> [LISTED ENTRIES]
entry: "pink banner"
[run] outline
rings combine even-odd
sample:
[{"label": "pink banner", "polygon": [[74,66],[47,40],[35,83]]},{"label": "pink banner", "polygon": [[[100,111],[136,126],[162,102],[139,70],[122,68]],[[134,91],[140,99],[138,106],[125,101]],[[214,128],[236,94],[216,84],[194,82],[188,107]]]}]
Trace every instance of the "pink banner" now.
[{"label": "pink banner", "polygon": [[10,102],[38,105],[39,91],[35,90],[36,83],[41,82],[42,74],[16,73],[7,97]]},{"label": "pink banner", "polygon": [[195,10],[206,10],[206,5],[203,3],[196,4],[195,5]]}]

> [AIM] Rewrite all of these rows in full, requests included, and increase every polygon coordinate in the answers by 138.

> [FULL SOLUTION]
entry: "pink banner"
[run] outline
rings combine even-odd
sample:
[{"label": "pink banner", "polygon": [[74,66],[47,40],[35,83]]},{"label": "pink banner", "polygon": [[[100,111],[136,126],[162,102],[139,70],[122,68]],[[134,91],[140,99],[138,106],[125,101]],[[214,128],[236,94],[216,84],[194,82],[188,107]]]}]
Trace every instance of the "pink banner" now.
[{"label": "pink banner", "polygon": [[148,240],[176,243],[177,229],[173,228],[174,221],[179,220],[180,212],[154,211],[145,235]]},{"label": "pink banner", "polygon": [[333,148],[344,148],[344,143],[341,141],[334,142],[333,143]]}]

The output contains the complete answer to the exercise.